SELECTED EXTRACT →
2.1 Flow and locks

Agenda flow

Agendas have a natural ideal lifecycle. They all start the game in R&D; slowly but surely, they are drawn, and enter HQ. From that point, they are installed in servers, and then they end up in the Corp’s score area. Of course, this process involves an element of chance: sometimes, the Corp will draw more agendas than average, resulting in an agenda flood; sometimes, they won’t find enough, which is referred to as an agenda screw.

As the Corp, you must be aware that this flow is more or less the way you want things to go in most decks, that if things go wrong there will be bad consequences for you, and that you probably have options to manipulate agenda flow and let it work in different ways. For example, Daily Business Show can prevent agendas from being drawn, or help you draw them at a faster rate; Spin Doctor can send agendas from HQ back into R&D; Biotic Labor allows you to send agendas from HQ to your score area without the risks that a scoring remote entails. These tricks help you respond to the way the Runner threatens you, and also deal with unlucky situations where you are more flooded/screwed than you’d want.

Locking

The Runner’s mission is essentially to stop the agenda flow at some point: by getting agendas from remotes before they are scored, by getting them from HQ before they are installed, or by finding them in R&D before they are drawn. A lot of factors go into which of these plans is the best at the moment, and attention to the way the agendas are flowing is crucial to figuring out what you should do now.

You want to prevent the Corp from making agendas flow all the way from R&D into their score area. A surefire way to do this usually entails “locking” a server, in such a way that you can inspect all cards and make sure that no agendas escape your control. Although it can be hard to achieve, there are two big benefits of being able to properly lock a server: one is that you can guarantee no agendas will be scored at all; the other is that you won’t really need to run other servers.

People tend to think of two specific kinds of lock: remote lock, where you keep patrolling a scoring remote so that the Corp cannot score anything, and R&D lock, where you keep checking R&D so that the Corp cannot draw any agendas.

Remote lock is fairly straightforward: the Corp installs something, and you go have a look at it. How doable this is depends on how much money you have, how long you can expect to keep making money to keep the lock up, how well defended the remote is, how many assets and upgrades the Corp can use to bait you into expensive, fruitless runs, and many other factors.

WHAT TO DO →
Answer these questions using the text on flow and locks.
(a) What is it called when the Corp does not find enough agendas?
(b) Which card can send agendas from HQ back into R&D?
(c) What are the two big benefits of being able to properly lock a server?
The data that comes next is separate material and has no connection to the text on flow and locks.

GIVEN INFORMATION →
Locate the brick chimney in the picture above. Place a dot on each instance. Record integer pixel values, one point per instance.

SOLUTION TO THIS PROBLEM →
(a) An agenda screw.
(b) Spin Doctor.
(c) You can guarantee that no agendas will be scored at all, and you won't really need to run other servers.